▸ **What the task asks**: Copy out the records below word for word, from the line containing "Target: white stair railing" through the end of the records.

▸ **Stored records**:
________
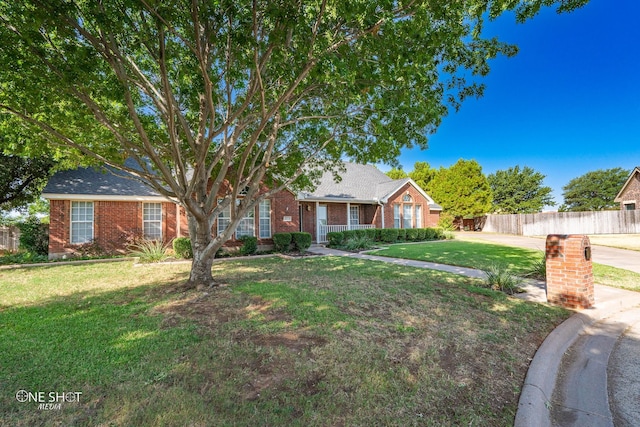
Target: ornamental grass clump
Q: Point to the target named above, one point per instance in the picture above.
(149, 251)
(499, 279)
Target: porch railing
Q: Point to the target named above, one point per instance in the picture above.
(324, 229)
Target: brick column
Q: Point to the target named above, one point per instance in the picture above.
(569, 271)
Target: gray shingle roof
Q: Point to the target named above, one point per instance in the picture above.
(97, 181)
(362, 183)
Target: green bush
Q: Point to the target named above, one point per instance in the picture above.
(389, 235)
(412, 234)
(281, 242)
(34, 236)
(370, 233)
(358, 244)
(249, 245)
(182, 247)
(349, 234)
(150, 251)
(335, 238)
(431, 234)
(360, 233)
(301, 241)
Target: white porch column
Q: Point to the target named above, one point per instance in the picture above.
(317, 223)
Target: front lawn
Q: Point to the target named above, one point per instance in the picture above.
(482, 255)
(308, 342)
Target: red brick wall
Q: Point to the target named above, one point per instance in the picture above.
(632, 192)
(429, 218)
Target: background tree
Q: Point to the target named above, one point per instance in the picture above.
(518, 190)
(422, 174)
(594, 191)
(215, 98)
(22, 179)
(395, 173)
(462, 190)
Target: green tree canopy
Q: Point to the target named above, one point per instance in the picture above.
(422, 174)
(22, 179)
(594, 191)
(395, 173)
(462, 190)
(518, 190)
(214, 98)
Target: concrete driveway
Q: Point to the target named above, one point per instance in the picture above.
(620, 258)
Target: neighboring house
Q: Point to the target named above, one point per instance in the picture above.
(105, 207)
(629, 195)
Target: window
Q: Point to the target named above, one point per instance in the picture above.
(396, 216)
(152, 221)
(224, 218)
(407, 216)
(354, 215)
(246, 225)
(264, 217)
(418, 209)
(81, 222)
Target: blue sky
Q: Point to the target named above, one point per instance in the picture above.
(567, 104)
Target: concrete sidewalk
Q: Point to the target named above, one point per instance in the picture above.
(586, 372)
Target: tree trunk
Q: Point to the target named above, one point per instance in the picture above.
(204, 250)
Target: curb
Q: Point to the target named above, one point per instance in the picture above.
(534, 406)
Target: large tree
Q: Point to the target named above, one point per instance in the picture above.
(594, 191)
(462, 189)
(518, 190)
(213, 98)
(22, 179)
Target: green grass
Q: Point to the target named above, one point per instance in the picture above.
(484, 256)
(307, 342)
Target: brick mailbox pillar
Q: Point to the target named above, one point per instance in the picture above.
(569, 271)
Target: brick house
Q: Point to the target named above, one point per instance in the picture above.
(629, 195)
(109, 209)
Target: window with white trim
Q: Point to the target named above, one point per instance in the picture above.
(81, 222)
(407, 216)
(264, 218)
(418, 209)
(246, 226)
(152, 221)
(354, 215)
(396, 216)
(224, 218)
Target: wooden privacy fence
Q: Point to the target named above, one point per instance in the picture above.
(542, 224)
(9, 238)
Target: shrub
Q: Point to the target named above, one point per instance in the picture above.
(150, 251)
(499, 279)
(301, 241)
(182, 247)
(349, 234)
(371, 234)
(358, 244)
(446, 221)
(335, 238)
(281, 242)
(249, 245)
(360, 233)
(412, 234)
(34, 236)
(389, 235)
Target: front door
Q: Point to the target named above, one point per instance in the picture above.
(322, 223)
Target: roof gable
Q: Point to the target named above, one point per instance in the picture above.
(635, 171)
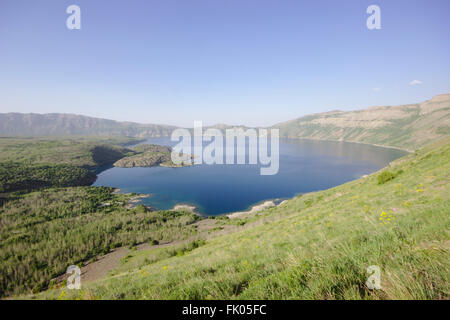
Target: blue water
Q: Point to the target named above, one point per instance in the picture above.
(305, 166)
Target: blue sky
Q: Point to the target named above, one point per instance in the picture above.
(254, 62)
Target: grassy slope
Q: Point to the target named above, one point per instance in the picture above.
(41, 233)
(35, 163)
(81, 152)
(317, 246)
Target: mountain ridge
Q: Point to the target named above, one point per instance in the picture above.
(407, 127)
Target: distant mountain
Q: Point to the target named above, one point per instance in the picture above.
(57, 124)
(407, 126)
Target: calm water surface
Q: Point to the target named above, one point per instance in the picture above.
(305, 166)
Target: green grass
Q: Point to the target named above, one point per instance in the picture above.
(317, 246)
(80, 152)
(17, 176)
(41, 233)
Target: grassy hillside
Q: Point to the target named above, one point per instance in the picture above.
(81, 152)
(41, 233)
(317, 246)
(407, 127)
(15, 176)
(36, 163)
(59, 124)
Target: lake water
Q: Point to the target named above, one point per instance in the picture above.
(305, 166)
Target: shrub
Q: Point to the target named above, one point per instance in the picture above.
(385, 176)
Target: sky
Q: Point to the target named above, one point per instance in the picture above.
(250, 62)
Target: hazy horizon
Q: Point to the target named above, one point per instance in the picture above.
(253, 63)
(207, 124)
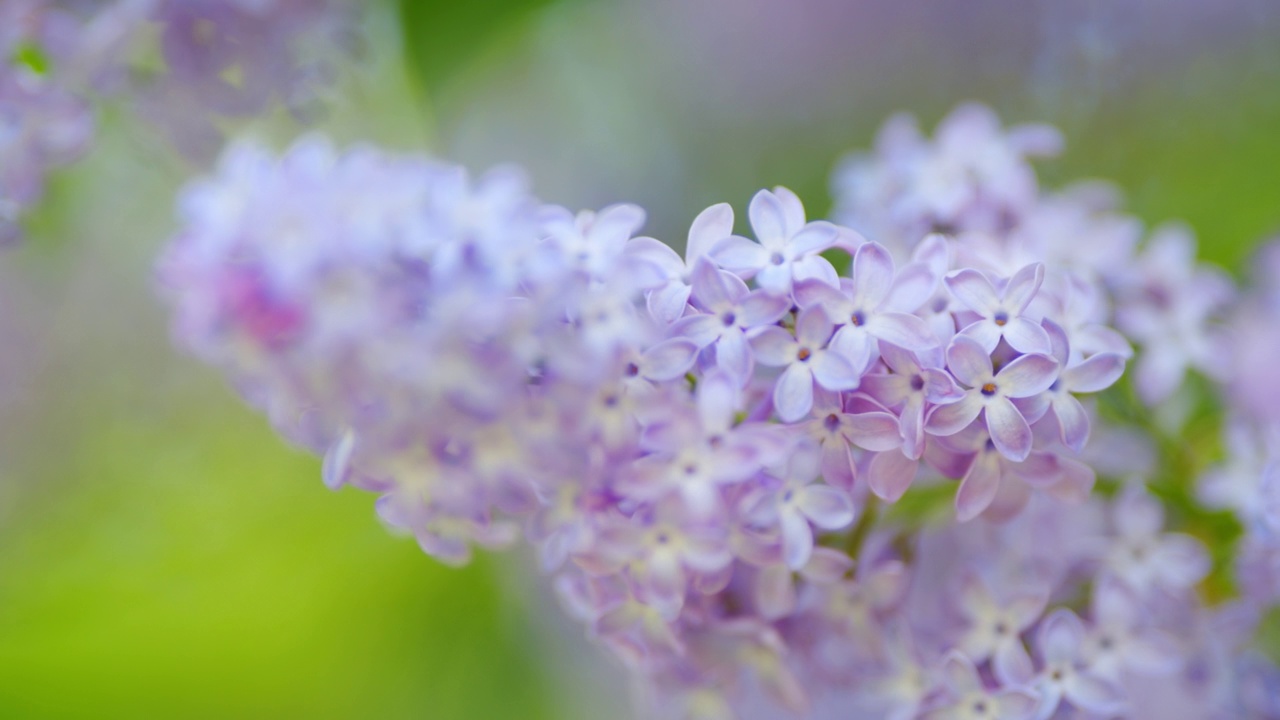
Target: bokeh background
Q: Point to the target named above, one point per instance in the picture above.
(163, 554)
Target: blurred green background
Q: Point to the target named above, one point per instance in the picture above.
(164, 555)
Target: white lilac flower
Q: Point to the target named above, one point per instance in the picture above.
(867, 308)
(667, 301)
(730, 317)
(686, 451)
(787, 250)
(968, 698)
(812, 356)
(993, 629)
(58, 58)
(1001, 313)
(1165, 305)
(991, 395)
(1059, 642)
(1147, 559)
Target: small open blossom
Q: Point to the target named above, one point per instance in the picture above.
(766, 490)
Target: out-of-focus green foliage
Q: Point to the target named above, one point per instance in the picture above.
(190, 565)
(442, 37)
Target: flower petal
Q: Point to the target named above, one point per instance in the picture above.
(1095, 374)
(768, 219)
(1008, 428)
(668, 360)
(890, 474)
(873, 431)
(775, 592)
(699, 329)
(760, 309)
(873, 274)
(1016, 705)
(740, 255)
(667, 304)
(833, 372)
(914, 285)
(1027, 376)
(709, 227)
(1060, 637)
(826, 507)
(950, 419)
(796, 540)
(974, 290)
(812, 240)
(1023, 286)
(1073, 422)
(901, 329)
(658, 254)
(1093, 695)
(717, 402)
(969, 361)
(1025, 336)
(712, 290)
(986, 332)
(978, 487)
(792, 395)
(734, 355)
(813, 328)
(775, 347)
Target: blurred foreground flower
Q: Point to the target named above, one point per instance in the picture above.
(220, 59)
(702, 449)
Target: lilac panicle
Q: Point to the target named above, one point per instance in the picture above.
(699, 447)
(58, 58)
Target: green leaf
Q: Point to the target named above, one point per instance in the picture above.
(440, 39)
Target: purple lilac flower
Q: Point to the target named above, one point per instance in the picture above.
(991, 395)
(694, 459)
(1060, 639)
(813, 356)
(58, 58)
(1001, 311)
(787, 249)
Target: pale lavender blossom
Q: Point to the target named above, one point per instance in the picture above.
(730, 317)
(812, 356)
(1060, 641)
(686, 452)
(1147, 559)
(787, 250)
(1001, 313)
(967, 697)
(991, 395)
(868, 308)
(667, 301)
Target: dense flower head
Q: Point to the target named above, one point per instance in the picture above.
(841, 474)
(59, 57)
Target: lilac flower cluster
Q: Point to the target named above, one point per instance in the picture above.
(737, 463)
(972, 181)
(222, 59)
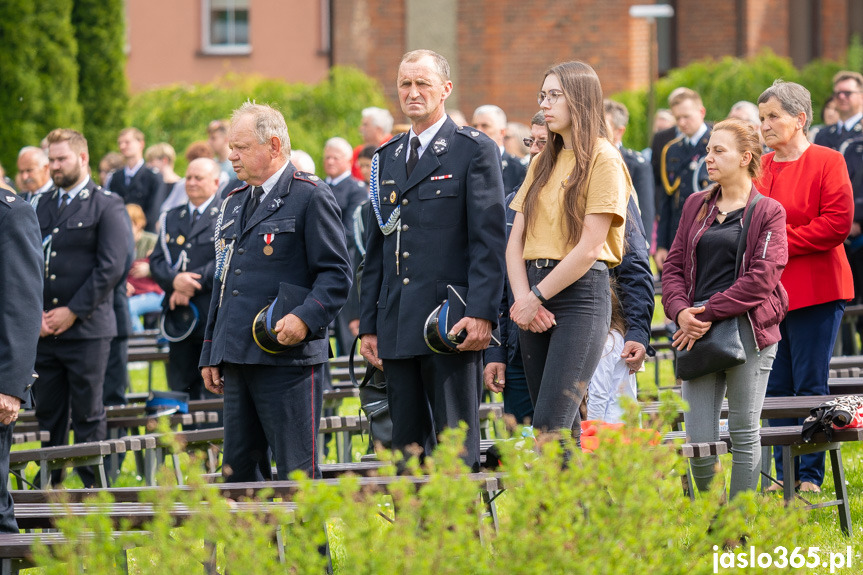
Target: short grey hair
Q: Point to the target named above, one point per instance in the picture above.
(269, 123)
(793, 98)
(38, 154)
(749, 109)
(494, 111)
(440, 63)
(339, 144)
(380, 118)
(302, 161)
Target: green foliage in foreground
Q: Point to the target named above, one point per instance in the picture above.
(179, 114)
(617, 511)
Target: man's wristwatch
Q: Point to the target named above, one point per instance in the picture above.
(538, 294)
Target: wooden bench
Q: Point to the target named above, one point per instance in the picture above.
(30, 436)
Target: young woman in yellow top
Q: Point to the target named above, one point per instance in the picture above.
(568, 230)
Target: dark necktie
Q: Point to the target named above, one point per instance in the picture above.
(64, 201)
(414, 156)
(254, 202)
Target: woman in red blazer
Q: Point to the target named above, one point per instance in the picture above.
(811, 182)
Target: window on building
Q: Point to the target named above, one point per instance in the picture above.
(226, 27)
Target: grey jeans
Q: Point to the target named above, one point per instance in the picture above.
(559, 363)
(746, 387)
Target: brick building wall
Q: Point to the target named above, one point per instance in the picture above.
(504, 46)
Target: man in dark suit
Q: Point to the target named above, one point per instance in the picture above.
(20, 320)
(681, 165)
(438, 221)
(491, 121)
(136, 183)
(617, 117)
(84, 235)
(848, 95)
(33, 172)
(183, 264)
(350, 193)
(281, 236)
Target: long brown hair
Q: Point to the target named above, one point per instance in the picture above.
(746, 139)
(583, 94)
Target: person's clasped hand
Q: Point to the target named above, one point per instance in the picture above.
(691, 329)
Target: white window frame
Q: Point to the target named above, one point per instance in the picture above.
(219, 49)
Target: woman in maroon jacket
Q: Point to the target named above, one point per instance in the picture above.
(700, 268)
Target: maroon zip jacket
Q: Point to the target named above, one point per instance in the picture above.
(757, 290)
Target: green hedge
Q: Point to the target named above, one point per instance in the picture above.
(724, 82)
(38, 74)
(104, 92)
(179, 114)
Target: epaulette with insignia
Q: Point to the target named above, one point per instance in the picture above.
(307, 177)
(240, 189)
(392, 140)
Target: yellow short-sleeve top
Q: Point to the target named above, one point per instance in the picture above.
(608, 190)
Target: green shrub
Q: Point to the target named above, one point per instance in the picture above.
(617, 511)
(38, 74)
(103, 88)
(179, 114)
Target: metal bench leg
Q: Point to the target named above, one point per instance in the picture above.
(178, 473)
(788, 475)
(841, 490)
(150, 465)
(100, 476)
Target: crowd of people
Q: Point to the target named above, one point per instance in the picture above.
(537, 237)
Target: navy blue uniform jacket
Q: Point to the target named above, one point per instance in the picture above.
(177, 235)
(452, 232)
(308, 242)
(21, 267)
(89, 247)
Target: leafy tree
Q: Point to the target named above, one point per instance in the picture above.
(38, 74)
(179, 114)
(104, 92)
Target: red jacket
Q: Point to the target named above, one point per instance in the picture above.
(757, 290)
(819, 206)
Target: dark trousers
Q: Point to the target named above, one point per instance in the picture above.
(7, 509)
(271, 409)
(429, 393)
(516, 396)
(183, 371)
(559, 362)
(802, 367)
(71, 375)
(117, 372)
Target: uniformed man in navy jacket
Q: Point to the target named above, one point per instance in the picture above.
(85, 241)
(21, 266)
(437, 221)
(183, 264)
(280, 238)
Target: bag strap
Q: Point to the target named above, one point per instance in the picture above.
(741, 243)
(370, 369)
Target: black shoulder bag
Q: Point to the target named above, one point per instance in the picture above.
(373, 402)
(721, 347)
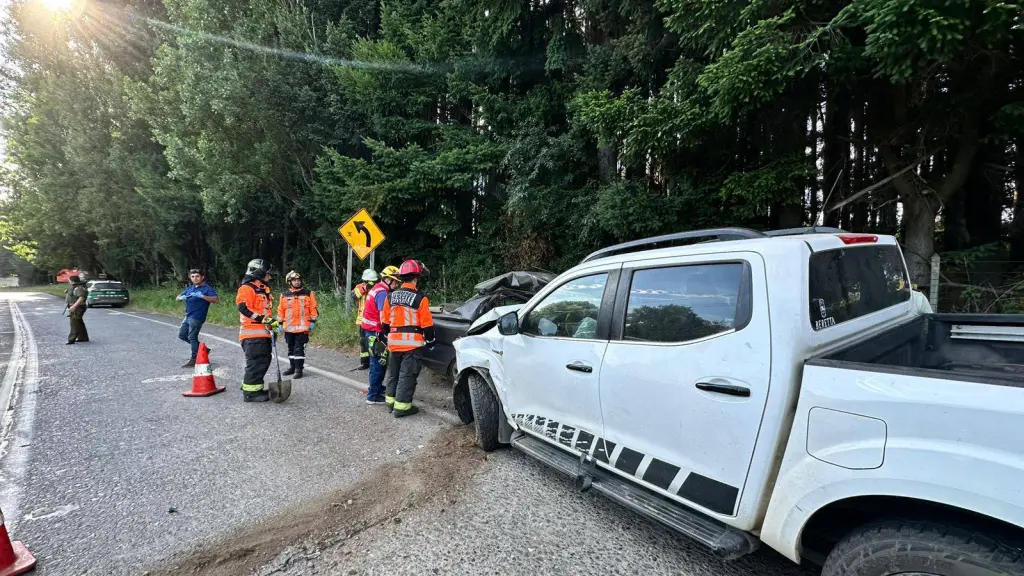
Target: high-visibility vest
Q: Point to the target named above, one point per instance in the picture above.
(257, 298)
(297, 310)
(371, 314)
(360, 300)
(408, 315)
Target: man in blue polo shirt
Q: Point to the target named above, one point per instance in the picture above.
(198, 298)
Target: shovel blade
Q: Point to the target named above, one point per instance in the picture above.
(280, 391)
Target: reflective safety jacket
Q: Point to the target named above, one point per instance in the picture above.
(372, 311)
(255, 302)
(359, 292)
(407, 320)
(297, 310)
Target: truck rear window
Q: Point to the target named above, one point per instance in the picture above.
(852, 282)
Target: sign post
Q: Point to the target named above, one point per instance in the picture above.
(363, 236)
(348, 282)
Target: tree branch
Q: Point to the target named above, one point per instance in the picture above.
(877, 186)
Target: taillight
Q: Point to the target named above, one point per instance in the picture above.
(858, 238)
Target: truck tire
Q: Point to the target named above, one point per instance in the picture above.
(485, 413)
(893, 547)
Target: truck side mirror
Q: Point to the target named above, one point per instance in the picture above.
(508, 325)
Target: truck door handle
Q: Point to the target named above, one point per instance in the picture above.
(725, 388)
(580, 367)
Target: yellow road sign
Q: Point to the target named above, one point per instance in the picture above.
(361, 234)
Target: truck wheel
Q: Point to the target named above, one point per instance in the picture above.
(485, 412)
(922, 548)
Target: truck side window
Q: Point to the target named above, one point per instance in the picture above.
(569, 312)
(848, 283)
(683, 303)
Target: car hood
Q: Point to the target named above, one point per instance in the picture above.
(491, 317)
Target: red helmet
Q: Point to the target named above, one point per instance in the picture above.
(413, 268)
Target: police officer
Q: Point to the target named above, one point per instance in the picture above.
(298, 313)
(409, 326)
(256, 327)
(75, 297)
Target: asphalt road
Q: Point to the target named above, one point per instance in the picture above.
(107, 468)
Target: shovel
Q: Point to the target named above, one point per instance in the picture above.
(281, 389)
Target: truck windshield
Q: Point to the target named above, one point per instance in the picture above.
(852, 282)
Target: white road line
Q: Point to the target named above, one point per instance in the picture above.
(15, 447)
(450, 418)
(13, 365)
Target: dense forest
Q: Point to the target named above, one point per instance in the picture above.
(144, 137)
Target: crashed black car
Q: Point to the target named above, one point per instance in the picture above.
(452, 321)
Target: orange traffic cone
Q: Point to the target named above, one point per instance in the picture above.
(203, 383)
(14, 558)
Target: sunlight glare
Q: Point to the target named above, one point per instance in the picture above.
(58, 5)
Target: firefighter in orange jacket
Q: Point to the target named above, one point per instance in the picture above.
(298, 314)
(256, 327)
(407, 323)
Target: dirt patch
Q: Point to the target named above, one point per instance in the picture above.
(439, 470)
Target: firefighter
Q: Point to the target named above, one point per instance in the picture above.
(371, 328)
(359, 293)
(257, 327)
(298, 313)
(75, 298)
(407, 322)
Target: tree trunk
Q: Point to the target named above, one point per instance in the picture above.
(836, 152)
(1017, 228)
(985, 194)
(607, 163)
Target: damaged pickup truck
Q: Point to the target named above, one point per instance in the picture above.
(768, 387)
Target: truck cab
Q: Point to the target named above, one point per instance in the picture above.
(672, 379)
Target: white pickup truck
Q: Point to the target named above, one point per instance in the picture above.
(775, 387)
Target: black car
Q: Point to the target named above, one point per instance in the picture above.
(452, 321)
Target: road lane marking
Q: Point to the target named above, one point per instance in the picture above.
(450, 418)
(57, 511)
(16, 440)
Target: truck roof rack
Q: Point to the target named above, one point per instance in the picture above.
(711, 235)
(800, 231)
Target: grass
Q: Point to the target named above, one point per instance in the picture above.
(335, 329)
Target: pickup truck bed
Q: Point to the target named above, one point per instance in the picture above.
(986, 348)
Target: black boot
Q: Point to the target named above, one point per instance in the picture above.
(261, 396)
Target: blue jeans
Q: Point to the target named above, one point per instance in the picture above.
(377, 372)
(188, 332)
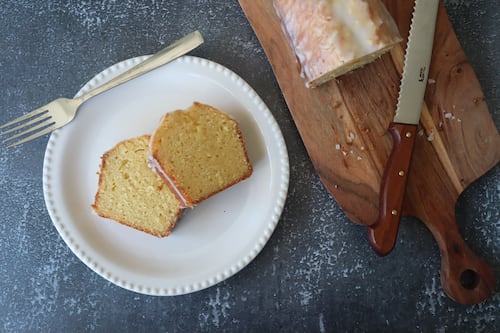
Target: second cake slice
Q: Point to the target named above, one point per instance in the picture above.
(199, 152)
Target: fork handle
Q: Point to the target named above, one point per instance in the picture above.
(162, 57)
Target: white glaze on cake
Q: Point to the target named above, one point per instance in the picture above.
(332, 37)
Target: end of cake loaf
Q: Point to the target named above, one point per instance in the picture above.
(332, 37)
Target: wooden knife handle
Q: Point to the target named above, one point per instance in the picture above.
(382, 235)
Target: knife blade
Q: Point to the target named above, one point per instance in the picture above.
(403, 129)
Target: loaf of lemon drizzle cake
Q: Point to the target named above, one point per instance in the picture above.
(199, 152)
(333, 37)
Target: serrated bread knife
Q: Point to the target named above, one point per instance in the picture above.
(403, 129)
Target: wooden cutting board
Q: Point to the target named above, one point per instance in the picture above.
(344, 123)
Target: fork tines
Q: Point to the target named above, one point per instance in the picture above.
(30, 122)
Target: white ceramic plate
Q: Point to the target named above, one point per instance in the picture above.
(211, 242)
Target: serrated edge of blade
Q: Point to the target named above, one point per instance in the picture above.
(405, 63)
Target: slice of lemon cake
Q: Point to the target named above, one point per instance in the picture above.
(199, 152)
(129, 192)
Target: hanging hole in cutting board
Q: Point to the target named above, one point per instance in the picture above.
(469, 279)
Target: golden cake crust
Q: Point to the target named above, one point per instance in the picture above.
(111, 189)
(174, 177)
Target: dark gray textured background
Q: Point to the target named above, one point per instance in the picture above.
(316, 274)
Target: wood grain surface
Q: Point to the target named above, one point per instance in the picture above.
(344, 123)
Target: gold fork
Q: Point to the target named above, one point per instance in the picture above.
(62, 110)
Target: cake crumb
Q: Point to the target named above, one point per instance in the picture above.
(431, 136)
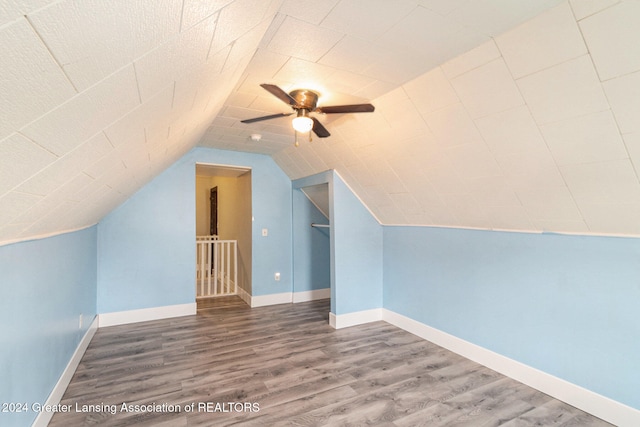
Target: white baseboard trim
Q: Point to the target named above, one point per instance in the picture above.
(271, 299)
(43, 418)
(586, 400)
(357, 318)
(316, 294)
(146, 314)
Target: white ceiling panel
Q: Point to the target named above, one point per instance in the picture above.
(566, 90)
(474, 58)
(453, 126)
(21, 159)
(487, 89)
(376, 16)
(174, 58)
(612, 218)
(511, 131)
(13, 10)
(195, 11)
(546, 40)
(92, 39)
(612, 37)
(310, 44)
(584, 8)
(489, 113)
(31, 83)
(93, 110)
(585, 139)
(550, 204)
(623, 94)
(603, 182)
(431, 92)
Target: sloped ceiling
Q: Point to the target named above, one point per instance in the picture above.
(499, 114)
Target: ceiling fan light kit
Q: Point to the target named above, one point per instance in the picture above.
(303, 102)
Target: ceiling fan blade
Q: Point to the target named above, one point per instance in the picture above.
(269, 117)
(279, 93)
(354, 108)
(318, 129)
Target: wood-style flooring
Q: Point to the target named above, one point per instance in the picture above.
(284, 365)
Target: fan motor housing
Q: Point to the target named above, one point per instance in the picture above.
(305, 99)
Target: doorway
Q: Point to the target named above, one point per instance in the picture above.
(224, 214)
(213, 211)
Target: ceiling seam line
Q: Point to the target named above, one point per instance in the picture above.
(64, 72)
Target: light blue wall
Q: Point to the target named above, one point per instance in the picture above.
(567, 305)
(357, 253)
(355, 247)
(311, 246)
(46, 284)
(146, 247)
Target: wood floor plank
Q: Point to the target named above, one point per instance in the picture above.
(291, 368)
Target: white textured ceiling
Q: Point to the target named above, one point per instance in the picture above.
(501, 114)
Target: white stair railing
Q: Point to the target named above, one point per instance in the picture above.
(216, 267)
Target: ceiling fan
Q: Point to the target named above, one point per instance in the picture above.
(303, 102)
________
▸ **Solution to this task**:
Target: white stair railing
Q: Point to the target named above, one point per instance in the picture above.
(216, 267)
Target: ceiling fan
Q: Point to the target named above, one point per instance in the picture above.
(303, 102)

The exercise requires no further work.